Records provided —
+++
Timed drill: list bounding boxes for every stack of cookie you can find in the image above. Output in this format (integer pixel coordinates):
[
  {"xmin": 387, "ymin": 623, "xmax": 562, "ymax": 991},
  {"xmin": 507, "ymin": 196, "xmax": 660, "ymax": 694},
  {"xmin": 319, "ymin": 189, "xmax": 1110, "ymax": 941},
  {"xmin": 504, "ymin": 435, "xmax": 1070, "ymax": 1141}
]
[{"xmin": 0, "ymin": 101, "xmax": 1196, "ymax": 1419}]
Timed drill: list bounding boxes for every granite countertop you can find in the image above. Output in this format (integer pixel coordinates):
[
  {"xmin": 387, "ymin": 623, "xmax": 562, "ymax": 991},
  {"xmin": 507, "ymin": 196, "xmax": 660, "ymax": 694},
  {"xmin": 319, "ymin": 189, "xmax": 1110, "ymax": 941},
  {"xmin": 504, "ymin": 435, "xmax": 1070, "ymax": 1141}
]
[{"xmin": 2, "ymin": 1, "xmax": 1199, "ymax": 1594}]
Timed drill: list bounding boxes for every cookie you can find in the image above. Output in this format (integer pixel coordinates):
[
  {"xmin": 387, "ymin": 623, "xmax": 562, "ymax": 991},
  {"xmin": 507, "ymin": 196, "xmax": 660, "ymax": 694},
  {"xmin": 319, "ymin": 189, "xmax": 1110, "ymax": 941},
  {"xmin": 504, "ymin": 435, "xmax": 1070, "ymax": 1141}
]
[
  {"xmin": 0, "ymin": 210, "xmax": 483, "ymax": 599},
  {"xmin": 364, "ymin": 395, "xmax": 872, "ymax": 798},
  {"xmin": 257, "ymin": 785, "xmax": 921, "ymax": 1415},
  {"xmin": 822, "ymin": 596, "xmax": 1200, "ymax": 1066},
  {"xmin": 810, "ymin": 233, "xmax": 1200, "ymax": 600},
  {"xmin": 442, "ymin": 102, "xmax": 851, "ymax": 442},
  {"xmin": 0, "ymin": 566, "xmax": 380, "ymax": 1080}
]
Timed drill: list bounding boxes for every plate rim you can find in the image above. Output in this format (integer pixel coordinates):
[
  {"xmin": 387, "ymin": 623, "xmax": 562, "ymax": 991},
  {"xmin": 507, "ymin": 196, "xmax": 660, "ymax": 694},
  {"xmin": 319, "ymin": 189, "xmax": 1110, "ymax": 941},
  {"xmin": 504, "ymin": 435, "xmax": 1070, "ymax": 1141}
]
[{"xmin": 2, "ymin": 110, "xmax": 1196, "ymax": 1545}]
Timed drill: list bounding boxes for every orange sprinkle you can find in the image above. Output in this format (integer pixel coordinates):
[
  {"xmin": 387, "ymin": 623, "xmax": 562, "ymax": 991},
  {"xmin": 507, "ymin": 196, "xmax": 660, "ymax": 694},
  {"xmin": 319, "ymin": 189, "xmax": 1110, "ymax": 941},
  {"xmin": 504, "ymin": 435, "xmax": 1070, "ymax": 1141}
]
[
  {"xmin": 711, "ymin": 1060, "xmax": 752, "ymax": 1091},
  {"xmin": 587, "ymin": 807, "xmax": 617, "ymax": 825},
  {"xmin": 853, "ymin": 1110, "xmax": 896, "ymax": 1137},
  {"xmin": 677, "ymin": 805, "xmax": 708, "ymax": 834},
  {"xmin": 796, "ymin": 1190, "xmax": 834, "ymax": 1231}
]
+++
Required action — Write the records out again so that each one matches the original exactly.

Answer section —
Timed drill: list bounding boxes for every stack of cookie you can find in the image above. Output in this format (integer pixel coordinates):
[
  {"xmin": 387, "ymin": 623, "xmax": 562, "ymax": 991},
  {"xmin": 507, "ymin": 196, "xmax": 660, "ymax": 694},
  {"xmin": 319, "ymin": 189, "xmax": 1110, "ymax": 941},
  {"xmin": 504, "ymin": 435, "xmax": 1070, "ymax": 1141}
]
[{"xmin": 0, "ymin": 101, "xmax": 1196, "ymax": 1419}]
Timed drill: list bounding boxes for every granite countertop you can find in the image above. Output in this format (integer pixel coordinates):
[
  {"xmin": 387, "ymin": 623, "xmax": 562, "ymax": 991},
  {"xmin": 507, "ymin": 196, "xmax": 660, "ymax": 694},
  {"xmin": 319, "ymin": 189, "xmax": 1110, "ymax": 941},
  {"xmin": 504, "ymin": 435, "xmax": 1070, "ymax": 1141}
]
[{"xmin": 2, "ymin": 1, "xmax": 1199, "ymax": 1594}]
Timed drill: list bounding boxes for every cookie you can find in the image above. Output in this format (integer pixel coordinates):
[
  {"xmin": 387, "ymin": 623, "xmax": 562, "ymax": 991},
  {"xmin": 507, "ymin": 196, "xmax": 660, "ymax": 694},
  {"xmin": 319, "ymin": 189, "xmax": 1110, "ymax": 941},
  {"xmin": 504, "ymin": 435, "xmax": 1070, "ymax": 1141}
]
[
  {"xmin": 0, "ymin": 210, "xmax": 483, "ymax": 599},
  {"xmin": 364, "ymin": 395, "xmax": 872, "ymax": 798},
  {"xmin": 257, "ymin": 785, "xmax": 921, "ymax": 1415},
  {"xmin": 822, "ymin": 596, "xmax": 1200, "ymax": 1066},
  {"xmin": 810, "ymin": 233, "xmax": 1200, "ymax": 600},
  {"xmin": 442, "ymin": 102, "xmax": 851, "ymax": 442},
  {"xmin": 0, "ymin": 566, "xmax": 380, "ymax": 1080}
]
Timed drill: list bounding boxes for every plate rim you can find in the image above. Output in this format (integer pixel coordinates):
[
  {"xmin": 387, "ymin": 623, "xmax": 562, "ymax": 991},
  {"xmin": 507, "ymin": 196, "xmax": 660, "ymax": 694},
  {"xmin": 319, "ymin": 189, "xmax": 1110, "ymax": 941},
  {"xmin": 504, "ymin": 435, "xmax": 1070, "ymax": 1141}
]
[{"xmin": 2, "ymin": 110, "xmax": 1196, "ymax": 1545}]
Timed drill: list bounding boxes for every orange sprinkle you can find in the image above. Output in this format (integer pixel coordinates):
[
  {"xmin": 387, "ymin": 623, "xmax": 562, "ymax": 991},
  {"xmin": 507, "ymin": 196, "xmax": 660, "ymax": 694},
  {"xmin": 319, "ymin": 189, "xmax": 1110, "ymax": 941},
  {"xmin": 504, "ymin": 435, "xmax": 1070, "ymax": 1141}
]
[
  {"xmin": 711, "ymin": 1060, "xmax": 752, "ymax": 1091},
  {"xmin": 587, "ymin": 807, "xmax": 617, "ymax": 825},
  {"xmin": 853, "ymin": 1110, "xmax": 896, "ymax": 1137},
  {"xmin": 677, "ymin": 805, "xmax": 708, "ymax": 834},
  {"xmin": 796, "ymin": 1190, "xmax": 834, "ymax": 1231}
]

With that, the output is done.